• **What is required**
Convert every line of the items below into a JSON list of strings, one string per line, with blank lines omitted. Leave the pictures out of the answer.
-- Start of Extracted entries --
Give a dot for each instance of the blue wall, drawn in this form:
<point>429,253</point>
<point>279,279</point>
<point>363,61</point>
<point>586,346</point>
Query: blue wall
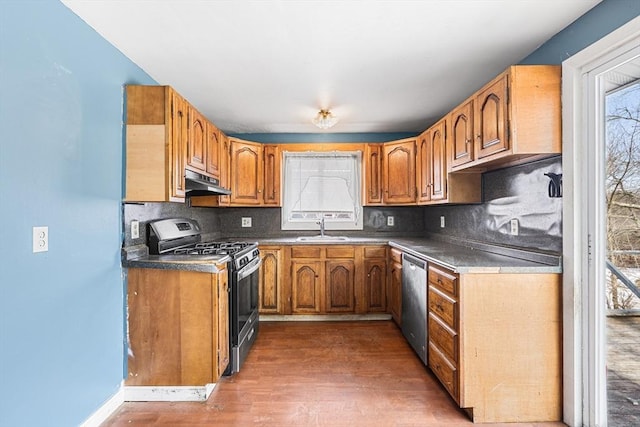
<point>61,150</point>
<point>589,28</point>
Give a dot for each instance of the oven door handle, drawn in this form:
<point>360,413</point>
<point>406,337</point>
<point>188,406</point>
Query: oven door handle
<point>248,269</point>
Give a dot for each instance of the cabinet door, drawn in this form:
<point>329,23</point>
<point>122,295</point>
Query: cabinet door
<point>395,293</point>
<point>197,142</point>
<point>437,162</point>
<point>270,277</point>
<point>271,175</point>
<point>306,286</point>
<point>223,323</point>
<point>375,285</point>
<point>423,167</point>
<point>179,126</point>
<point>246,176</point>
<point>340,286</point>
<point>490,118</point>
<point>213,150</point>
<point>225,169</point>
<point>399,172</point>
<point>373,174</point>
<point>461,134</point>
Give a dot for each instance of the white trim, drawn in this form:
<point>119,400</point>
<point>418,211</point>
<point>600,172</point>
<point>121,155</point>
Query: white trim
<point>106,410</point>
<point>168,393</point>
<point>578,368</point>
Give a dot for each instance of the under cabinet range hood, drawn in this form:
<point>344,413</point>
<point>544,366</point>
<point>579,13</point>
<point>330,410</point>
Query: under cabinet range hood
<point>197,184</point>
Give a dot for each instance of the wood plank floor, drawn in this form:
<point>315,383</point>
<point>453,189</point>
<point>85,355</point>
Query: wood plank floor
<point>623,371</point>
<point>318,374</point>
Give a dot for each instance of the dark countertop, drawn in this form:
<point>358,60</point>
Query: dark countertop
<point>184,262</point>
<point>467,257</point>
<point>459,256</point>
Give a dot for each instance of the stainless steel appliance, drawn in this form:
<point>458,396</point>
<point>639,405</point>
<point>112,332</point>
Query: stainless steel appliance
<point>414,304</point>
<point>181,237</point>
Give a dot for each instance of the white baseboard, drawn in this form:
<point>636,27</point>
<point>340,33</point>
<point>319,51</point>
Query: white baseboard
<point>322,317</point>
<point>168,393</point>
<point>106,410</point>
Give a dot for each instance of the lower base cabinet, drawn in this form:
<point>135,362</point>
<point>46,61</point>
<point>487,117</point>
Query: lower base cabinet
<point>178,326</point>
<point>495,343</point>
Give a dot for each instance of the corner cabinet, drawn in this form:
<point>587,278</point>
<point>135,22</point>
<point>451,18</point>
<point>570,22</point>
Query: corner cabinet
<point>514,118</point>
<point>156,144</point>
<point>399,172</point>
<point>184,339</point>
<point>372,189</point>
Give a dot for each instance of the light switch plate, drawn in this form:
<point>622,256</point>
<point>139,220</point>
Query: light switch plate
<point>40,239</point>
<point>135,229</point>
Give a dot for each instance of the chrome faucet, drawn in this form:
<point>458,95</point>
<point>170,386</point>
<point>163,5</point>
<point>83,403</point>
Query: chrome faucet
<point>321,222</point>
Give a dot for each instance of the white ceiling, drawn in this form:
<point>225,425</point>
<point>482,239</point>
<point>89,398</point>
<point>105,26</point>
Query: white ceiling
<point>380,66</point>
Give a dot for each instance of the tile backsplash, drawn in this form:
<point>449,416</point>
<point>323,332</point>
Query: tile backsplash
<point>520,193</point>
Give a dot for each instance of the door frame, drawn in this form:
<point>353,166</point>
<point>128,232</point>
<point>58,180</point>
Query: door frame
<point>584,339</point>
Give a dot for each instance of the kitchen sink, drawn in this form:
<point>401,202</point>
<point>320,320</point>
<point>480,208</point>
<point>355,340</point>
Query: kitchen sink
<point>325,238</point>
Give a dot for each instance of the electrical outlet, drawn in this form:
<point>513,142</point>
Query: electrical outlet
<point>40,239</point>
<point>514,227</point>
<point>135,229</point>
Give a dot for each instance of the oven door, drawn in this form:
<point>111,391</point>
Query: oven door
<point>244,314</point>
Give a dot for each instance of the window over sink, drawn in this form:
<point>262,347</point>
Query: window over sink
<point>320,185</point>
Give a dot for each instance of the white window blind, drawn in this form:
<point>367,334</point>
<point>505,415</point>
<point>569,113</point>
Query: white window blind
<point>322,184</point>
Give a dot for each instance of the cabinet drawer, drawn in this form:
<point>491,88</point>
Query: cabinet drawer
<point>444,306</point>
<point>445,371</point>
<point>341,252</point>
<point>306,252</point>
<point>443,337</point>
<point>396,255</point>
<point>445,279</point>
<point>375,252</point>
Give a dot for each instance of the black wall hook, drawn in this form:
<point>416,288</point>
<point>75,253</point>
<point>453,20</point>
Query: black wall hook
<point>555,184</point>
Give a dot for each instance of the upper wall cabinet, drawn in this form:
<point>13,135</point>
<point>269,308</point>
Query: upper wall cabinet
<point>516,118</point>
<point>399,172</point>
<point>156,139</point>
<point>372,174</point>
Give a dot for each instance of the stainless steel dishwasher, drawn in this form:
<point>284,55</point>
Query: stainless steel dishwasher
<point>414,304</point>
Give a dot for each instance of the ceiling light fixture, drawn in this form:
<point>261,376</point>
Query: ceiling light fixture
<point>324,119</point>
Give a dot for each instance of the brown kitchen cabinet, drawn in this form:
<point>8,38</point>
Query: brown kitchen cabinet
<point>399,172</point>
<point>431,166</point>
<point>214,142</point>
<point>271,193</point>
<point>324,279</point>
<point>442,324</point>
<point>197,142</point>
<point>246,173</point>
<point>178,327</point>
<point>306,287</point>
<point>156,144</point>
<point>395,285</point>
<point>495,343</point>
<point>372,174</point>
<point>516,118</point>
<point>375,279</point>
<point>270,288</point>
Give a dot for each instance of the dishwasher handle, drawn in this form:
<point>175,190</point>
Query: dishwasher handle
<point>413,262</point>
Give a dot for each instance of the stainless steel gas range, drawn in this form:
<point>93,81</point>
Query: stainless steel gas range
<point>182,238</point>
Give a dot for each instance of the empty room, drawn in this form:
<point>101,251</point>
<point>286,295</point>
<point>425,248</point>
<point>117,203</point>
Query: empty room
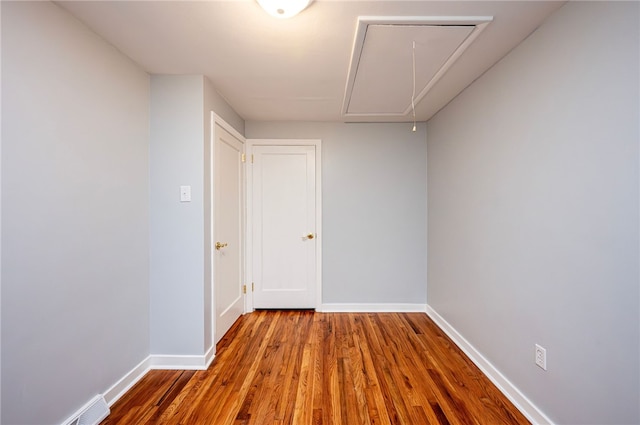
<point>331,212</point>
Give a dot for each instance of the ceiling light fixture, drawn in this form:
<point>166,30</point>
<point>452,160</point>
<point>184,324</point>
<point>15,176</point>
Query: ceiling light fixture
<point>284,8</point>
-- End of Extracted entries --
• **Result of this task**
[
  "Give a dot for each instance of the blue wall, drawn in this form:",
  "<point>429,253</point>",
  "<point>279,279</point>",
  "<point>363,61</point>",
  "<point>586,346</point>",
  "Query: blue wall",
  "<point>61,150</point>",
  "<point>589,28</point>",
  "Give a dot for each instance of the oven door handle, drawn in this form:",
  "<point>360,413</point>",
  "<point>406,337</point>",
  "<point>188,406</point>",
  "Query: oven door handle",
  "<point>248,269</point>",
  "Give a dot for each instance of the cabinet door, drawn in this form:",
  "<point>329,23</point>",
  "<point>122,295</point>",
  "Query: cabinet door",
  "<point>395,293</point>",
  "<point>197,142</point>",
  "<point>437,162</point>",
  "<point>270,277</point>",
  "<point>271,175</point>",
  "<point>306,286</point>",
  "<point>223,323</point>",
  "<point>375,285</point>",
  "<point>423,167</point>",
  "<point>179,126</point>",
  "<point>246,176</point>",
  "<point>340,286</point>",
  "<point>490,118</point>",
  "<point>213,150</point>",
  "<point>225,169</point>",
  "<point>399,172</point>",
  "<point>373,174</point>",
  "<point>461,134</point>",
  "Give a dot for each instance of the white trim, drawn in this form:",
  "<point>119,400</point>",
  "<point>418,211</point>",
  "<point>600,172</point>",
  "<point>121,155</point>",
  "Query: white trim",
  "<point>106,410</point>",
  "<point>168,393</point>",
  "<point>578,368</point>",
  "Give a dot for each instance of the under cabinet range hood, drawn in this form:",
  "<point>344,413</point>",
  "<point>544,366</point>",
  "<point>579,13</point>",
  "<point>330,410</point>",
  "Query: under cabinet range hood",
  "<point>197,184</point>",
  "Give a dot for each instance of the wood plank floor, drawn in this form:",
  "<point>315,383</point>",
  "<point>453,189</point>",
  "<point>85,355</point>",
  "Query: wood plank floor",
  "<point>623,371</point>",
  "<point>318,374</point>",
  "Give a dot for each instance of the dark countertop, drawn in this form:",
  "<point>358,60</point>",
  "Query: dark countertop",
  "<point>184,262</point>",
  "<point>467,257</point>",
  "<point>459,256</point>",
  "Give a dot for each instance of the stainless steel appliance, drawn in this form:",
  "<point>458,396</point>",
  "<point>639,405</point>",
  "<point>112,332</point>",
  "Query: stainless steel appliance",
  "<point>414,304</point>",
  "<point>181,237</point>",
  "Give a dot for each instance of the white baseboard, drawn in this form:",
  "<point>636,27</point>",
  "<point>340,33</point>",
  "<point>319,51</point>",
  "Query: white baseboard",
  "<point>322,317</point>",
  "<point>168,393</point>",
  "<point>106,410</point>",
  "Give a dot for each instance of the lower base cabinet, drawn in this form:",
  "<point>135,362</point>",
  "<point>46,61</point>",
  "<point>487,117</point>",
  "Query: lower base cabinet",
  "<point>178,326</point>",
  "<point>495,343</point>",
  "Give a dot for each instance of the corner cabinet, drawn in this form:",
  "<point>587,278</point>",
  "<point>135,22</point>",
  "<point>451,18</point>",
  "<point>570,22</point>",
  "Query: corner cabinet",
  "<point>514,118</point>",
  "<point>156,144</point>",
  "<point>399,172</point>",
  "<point>184,339</point>",
  "<point>372,189</point>",
  "Give a dot for each instance of the light switch plate, drawn in this form:",
  "<point>622,256</point>",
  "<point>139,220</point>",
  "Query: light switch plate",
  "<point>40,239</point>",
  "<point>135,229</point>",
  "Give a dot for each instance of the chrome faucet, drawn in this form:",
  "<point>458,95</point>",
  "<point>170,386</point>",
  "<point>163,5</point>",
  "<point>83,403</point>",
  "Query: chrome faucet",
  "<point>321,222</point>",
  "Give a dot for each instance of the white ceiling, drawn in this form:",
  "<point>225,425</point>",
  "<point>482,239</point>",
  "<point>89,398</point>",
  "<point>105,26</point>",
  "Query: white ceiling",
  "<point>380,66</point>",
  "Give a dot for each instance of the tile backsplash, drawn in this form:",
  "<point>449,416</point>",
  "<point>323,332</point>",
  "Query: tile backsplash",
  "<point>520,193</point>",
  "Give a dot for each instance of the door frame, drawn in this form:",
  "<point>353,166</point>",
  "<point>128,232</point>",
  "<point>58,180</point>",
  "Query: door frame",
  "<point>584,339</point>",
  "Give a dot for each instance of the kitchen sink, drawn in this form:",
  "<point>401,202</point>",
  "<point>320,320</point>",
  "<point>480,208</point>",
  "<point>355,340</point>",
  "Query: kitchen sink",
  "<point>325,238</point>",
  "Give a dot for each instance of the electrical outlet, drawn in this form:",
  "<point>513,142</point>",
  "Query: electrical outlet",
  "<point>40,239</point>",
  "<point>514,227</point>",
  "<point>135,229</point>",
  "Give a dot for each instance of the oven door, drawn in this form:",
  "<point>111,391</point>",
  "Query: oven door",
  "<point>244,314</point>",
  "Give a dot for each instance of the window over sink, drawn in this form:",
  "<point>262,347</point>",
  "Query: window over sink",
  "<point>320,185</point>",
  "Give a dot for each instance of the white window blind, drawn in this form:",
  "<point>367,334</point>",
  "<point>505,415</point>",
  "<point>569,113</point>",
  "Query: white window blind",
  "<point>322,184</point>",
  "Give a dot for each instance of the cabinet drawer, drawn in this form:",
  "<point>491,88</point>",
  "Query: cabinet drawer",
  "<point>444,306</point>",
  "<point>445,371</point>",
  "<point>341,252</point>",
  "<point>306,252</point>",
  "<point>443,337</point>",
  "<point>396,255</point>",
  "<point>445,279</point>",
  "<point>375,252</point>",
  "Give a dot for each instance of the black wall hook, drawn in this form:",
  "<point>416,288</point>",
  "<point>75,253</point>",
  "<point>453,20</point>",
  "Query: black wall hook",
  "<point>555,184</point>",
  "Give a dot for each instance of the upper wall cabinet, drawn in this form:",
  "<point>13,135</point>",
  "<point>269,308</point>",
  "Query: upper wall cabinet",
  "<point>516,118</point>",
  "<point>399,172</point>",
  "<point>156,139</point>",
  "<point>372,174</point>",
  "Give a dot for each instance of the stainless steel dishwasher, drawn in this form:",
  "<point>284,55</point>",
  "Query: stainless steel dishwasher",
  "<point>414,304</point>",
  "Give a dot for each instance of the ceiling light fixture, drawn in this form:",
  "<point>261,376</point>",
  "Query: ceiling light fixture",
  "<point>324,119</point>",
  "Give a dot for each instance of the brown kitchen cabinet, drawn in this form:",
  "<point>8,38</point>",
  "Query: brown kitchen cabinet",
  "<point>399,172</point>",
  "<point>431,166</point>",
  "<point>214,142</point>",
  "<point>271,193</point>",
  "<point>324,279</point>",
  "<point>442,324</point>",
  "<point>197,142</point>",
  "<point>246,173</point>",
  "<point>178,327</point>",
  "<point>306,287</point>",
  "<point>156,144</point>",
  "<point>395,285</point>",
  "<point>495,343</point>",
  "<point>372,174</point>",
  "<point>516,118</point>",
  "<point>375,279</point>",
  "<point>270,288</point>",
  "Give a dot for each instance of the dishwasher handle, drawn in this form:",
  "<point>175,190</point>",
  "Query: dishwasher handle",
  "<point>413,262</point>",
  "Give a dot for each instance of the stainless steel gas range, drawn in this form:",
  "<point>93,81</point>",
  "Query: stainless steel gas range",
  "<point>182,238</point>",
  "Give a dot for each instance of the empty room, drawn in this form:",
  "<point>101,251</point>",
  "<point>286,295</point>",
  "<point>425,248</point>",
  "<point>117,203</point>",
  "Query: empty room",
  "<point>331,212</point>",
  "Give a dot for each instance of the ceiling light fixture, drawn in this form:",
  "<point>166,30</point>",
  "<point>452,160</point>",
  "<point>184,324</point>",
  "<point>15,176</point>",
  "Query: ceiling light fixture",
  "<point>284,8</point>"
]